_PROBLEM TO SOLVE_:
Rewrite the entire listing below without the pictures, offsetting every answer coordinate by adding 45 to each number in it. Leave all other numbers unchanged.

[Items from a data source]

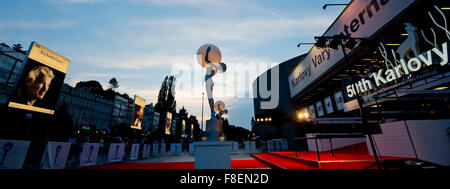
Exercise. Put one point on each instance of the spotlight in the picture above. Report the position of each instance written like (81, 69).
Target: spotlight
(351, 43)
(335, 42)
(300, 116)
(321, 42)
(306, 115)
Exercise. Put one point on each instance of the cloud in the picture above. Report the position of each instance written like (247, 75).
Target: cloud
(250, 30)
(79, 1)
(51, 24)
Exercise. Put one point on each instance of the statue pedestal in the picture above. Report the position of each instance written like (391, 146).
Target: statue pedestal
(213, 154)
(213, 129)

_THE RESULT_:
Exercise. Put one point on each instance of the spotlight in the picture above. Report the position of each instance written like (81, 69).
Target: spotlight
(396, 88)
(380, 87)
(345, 161)
(366, 87)
(351, 160)
Exercise. Put one point on each instance of the cloud in the picture above. Report the position of each instance written like (247, 75).
Target: cloud
(295, 75)
(124, 46)
(96, 69)
Exercise. Put one point on each instance of the statue pedestal in the picture above. Report the position of each instance written like (391, 146).
Target: statue pedestal
(258, 199)
(258, 174)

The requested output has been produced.